Stored data entries
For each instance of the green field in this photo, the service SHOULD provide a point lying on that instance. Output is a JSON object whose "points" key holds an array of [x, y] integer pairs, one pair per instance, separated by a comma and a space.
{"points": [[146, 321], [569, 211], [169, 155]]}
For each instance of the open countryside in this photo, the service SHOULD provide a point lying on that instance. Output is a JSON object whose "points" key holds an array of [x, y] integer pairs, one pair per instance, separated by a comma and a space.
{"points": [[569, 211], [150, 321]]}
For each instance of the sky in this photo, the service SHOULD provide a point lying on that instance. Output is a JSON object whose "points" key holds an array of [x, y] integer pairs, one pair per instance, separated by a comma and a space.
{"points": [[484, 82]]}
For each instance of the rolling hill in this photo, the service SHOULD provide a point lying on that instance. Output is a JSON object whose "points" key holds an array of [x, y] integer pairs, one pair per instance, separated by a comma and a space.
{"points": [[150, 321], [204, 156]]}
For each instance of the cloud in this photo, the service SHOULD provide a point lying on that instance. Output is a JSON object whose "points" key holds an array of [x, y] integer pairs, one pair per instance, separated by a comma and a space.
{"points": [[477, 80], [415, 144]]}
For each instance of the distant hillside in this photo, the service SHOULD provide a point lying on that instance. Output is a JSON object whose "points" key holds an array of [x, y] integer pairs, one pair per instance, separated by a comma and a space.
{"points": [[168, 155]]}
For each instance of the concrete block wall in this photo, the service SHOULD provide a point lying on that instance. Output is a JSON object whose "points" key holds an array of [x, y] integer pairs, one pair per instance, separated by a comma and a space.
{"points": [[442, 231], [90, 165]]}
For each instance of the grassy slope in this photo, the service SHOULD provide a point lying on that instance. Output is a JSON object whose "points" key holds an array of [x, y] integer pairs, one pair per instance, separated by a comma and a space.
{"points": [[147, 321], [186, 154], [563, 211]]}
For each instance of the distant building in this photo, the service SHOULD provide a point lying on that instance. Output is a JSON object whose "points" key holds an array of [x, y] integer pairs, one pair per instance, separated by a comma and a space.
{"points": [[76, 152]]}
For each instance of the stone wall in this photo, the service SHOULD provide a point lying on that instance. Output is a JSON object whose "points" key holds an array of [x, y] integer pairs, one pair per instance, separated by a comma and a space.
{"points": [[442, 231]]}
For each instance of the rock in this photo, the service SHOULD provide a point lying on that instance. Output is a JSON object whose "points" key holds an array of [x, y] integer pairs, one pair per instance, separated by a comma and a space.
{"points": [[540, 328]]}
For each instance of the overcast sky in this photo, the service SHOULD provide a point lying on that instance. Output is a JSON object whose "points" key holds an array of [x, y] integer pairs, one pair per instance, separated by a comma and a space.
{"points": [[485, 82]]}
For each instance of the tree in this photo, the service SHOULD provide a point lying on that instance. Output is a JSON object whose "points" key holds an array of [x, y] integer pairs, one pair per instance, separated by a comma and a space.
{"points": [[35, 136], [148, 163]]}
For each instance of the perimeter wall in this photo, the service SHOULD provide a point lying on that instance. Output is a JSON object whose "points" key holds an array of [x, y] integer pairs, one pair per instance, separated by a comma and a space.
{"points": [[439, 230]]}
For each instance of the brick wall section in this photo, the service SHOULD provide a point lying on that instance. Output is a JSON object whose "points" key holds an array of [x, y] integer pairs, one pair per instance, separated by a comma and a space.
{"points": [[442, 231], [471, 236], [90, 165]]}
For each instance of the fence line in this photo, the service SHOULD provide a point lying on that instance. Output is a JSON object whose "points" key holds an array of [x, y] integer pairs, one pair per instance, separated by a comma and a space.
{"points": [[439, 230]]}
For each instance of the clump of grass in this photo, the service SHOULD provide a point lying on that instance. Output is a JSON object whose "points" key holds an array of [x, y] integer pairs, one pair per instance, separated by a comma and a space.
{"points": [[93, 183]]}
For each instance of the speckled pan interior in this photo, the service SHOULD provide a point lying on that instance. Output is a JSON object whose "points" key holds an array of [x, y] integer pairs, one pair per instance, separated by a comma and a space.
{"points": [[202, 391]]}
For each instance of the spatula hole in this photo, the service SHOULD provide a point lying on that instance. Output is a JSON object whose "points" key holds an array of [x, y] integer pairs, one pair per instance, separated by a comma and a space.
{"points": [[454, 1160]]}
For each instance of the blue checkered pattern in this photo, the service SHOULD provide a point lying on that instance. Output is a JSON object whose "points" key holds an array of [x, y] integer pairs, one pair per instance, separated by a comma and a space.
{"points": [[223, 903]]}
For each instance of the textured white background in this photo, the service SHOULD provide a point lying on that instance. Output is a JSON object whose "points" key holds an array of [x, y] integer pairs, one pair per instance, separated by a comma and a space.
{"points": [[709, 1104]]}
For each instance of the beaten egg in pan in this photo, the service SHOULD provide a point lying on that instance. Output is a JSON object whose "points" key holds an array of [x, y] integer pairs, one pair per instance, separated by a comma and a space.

Exercise directions:
Repeat all of the rows above word for word, without changing anything.

The output:
For each instance of the green field in this photo, the service SHOULD provide a point lying on that instance. Output is a JSON object whose "points" key holds an array of [x, y] integer pairs, one pair per instance, separated by a comma and a space.
{"points": [[146, 321], [569, 211], [169, 155]]}
For each instance of the open countryside in this photo, the service SHOULD provide a point lying on that instance. Output is a JSON object whose "points" key holds an array of [x, y] integer pairs, one pair per instance, separated by a comma and a space.
{"points": [[569, 211], [150, 321]]}
For each instance of the sky in this photo, the service SHOULD provide a point lying on that instance. Output is a JSON object whose "points" key holds an array of [x, y] integer pairs, one pair per instance, separated by a comma and a space.
{"points": [[484, 82]]}
For each instance of the rolling hill in this photo, the service SHOULD provide a point lying on that instance. Output is a JSON object whose "points" key holds an array of [x, y] integer pairs, one pair per instance, separated by a comma and a space.
{"points": [[150, 321], [204, 156]]}
For each instance of the cloud in this photo, the service SHOULD provide a point lying on that instance. Output is a JSON object whose "points" key holds an array of [x, y] integer pairs, one pair per instance, separated by a comma and a space.
{"points": [[477, 80], [415, 144]]}
For each instance of the distant hillside in this photo, the service SHOULD provide a point lying on that instance. Output is a JSON object whose "points" key holds an array of [x, y] integer pairs, one pair per instance, separated by a comma and a space.
{"points": [[168, 155]]}
For each instance of the concrete block wall in this photo, the service SHOULD provide a point lying on that instance. Output is a JSON object whose "points" key holds an array of [x, y] integer pairs, one pair per instance, separated by a comma and a space.
{"points": [[442, 231], [90, 165]]}
For each instance of the grassy slope in this photo, the service SHOULD provide a point lying on that instance. Output is a JSON object whose "points" key holds an array of [x, y] integer pairs, one pair per instance, separated by a comma and a space.
{"points": [[147, 321], [186, 154], [563, 211]]}
For each instance of the distant building in this photo, the service SHOULD provide a point lying on that instance. Output is a JSON object whose "points" key holds an array of [x, y] integer pairs, one pair per instance, separated by a comma and a space.
{"points": [[76, 152]]}
For each instance of the stone wall in this photo, the service SHOULD provide a point lying on that instance. Output is a JSON object whose "points" key holds an array of [x, y] integer pairs, one pair per instance, separated by a comma and a space.
{"points": [[442, 231]]}
For each instance of the rock in this photo, the service SHOULD provide a point lying on that instance. Output is a JSON object whose "points" key holds an array of [x, y] integer pairs, one pair per instance, separated by a comma and a space.
{"points": [[540, 328]]}
For each instance of the overcast sky in this photo, the service SHOULD provide a point lying on that instance. Output is a JSON object whose "points" key holds an array of [x, y] integer pairs, one pair per instance, separated by a comma and a space.
{"points": [[485, 82]]}
For each instance of the tree in this photo, the service SHOULD provide a point lying on that instance. Output is a JSON object whose "points" key holds an array of [x, y] integer pairs, one pair per instance, separated by a comma and a space.
{"points": [[35, 136], [148, 163]]}
For each instance of the perimeter wall in this photo, the service SHOULD provide a point lying on that instance. Output is a JSON object whose "points" key holds an array of [x, y] integer pairs, one pair per instance, separated by a comma and a space.
{"points": [[439, 230]]}
For each instance of the brick wall section in this photo, the service SHOULD provide a point lying on that instance. Output is a JSON object whose "points" key holds an array of [x, y] integer pairs, one pair per instance, separated by a comma and a space.
{"points": [[442, 231], [471, 236], [90, 165]]}
For each instance of the fence line in this photo, the service SHOULD provide a point lying on that instance. Output is a JSON object whose "points" key holds an array of [x, y] integer pairs, one pair per instance, separated by a comma and a space.
{"points": [[439, 230]]}
For each instance of the clump of grass in this photo, the service SHOULD provide a point lying on that instance. Output is a JSON object whose "points" key holds an array of [x, y] integer pairs, one pair per instance, separated by a comma and a space.
{"points": [[93, 183]]}
For each instance of the speckled pan interior in this photo, the service SHOULD provide a point lying on that instance. Output is a JSON object whose "points" key holds an array of [x, y] integer pairs, one pair per instance, separated by a comma and a space.
{"points": [[202, 391]]}
For each instance of the spatula hole in this photo, the service SHOULD provide a point lying on that instance. Output is a JSON object whose "points" key holds an array of [x, y] integer pairs, one pair per instance, separated by a comma and a space.
{"points": [[454, 1160]]}
For each instance of the blue checkered pattern in this photo, the service SHOULD provide a point lying on that instance. Output is a JSON object whose "points" key holds an array of [x, y] integer pairs, one pair per instance, separated by a comma and a space.
{"points": [[223, 903]]}
For each instance of the textured white background in this photo, the service SHOULD provide a point lying on that instance. Output is a JSON object whose "points" key holds an array of [x, y] integer pairs, one pair per instance, separated by a comma and a space.
{"points": [[709, 1104]]}
For each instance of the beaten egg in pan in this photo, the service SHOULD provide a point lying on that instance. Output is a JSON object whose "points" key holds an array of [x, y] integer pairs, one pair per instance, separated by a comma and a space.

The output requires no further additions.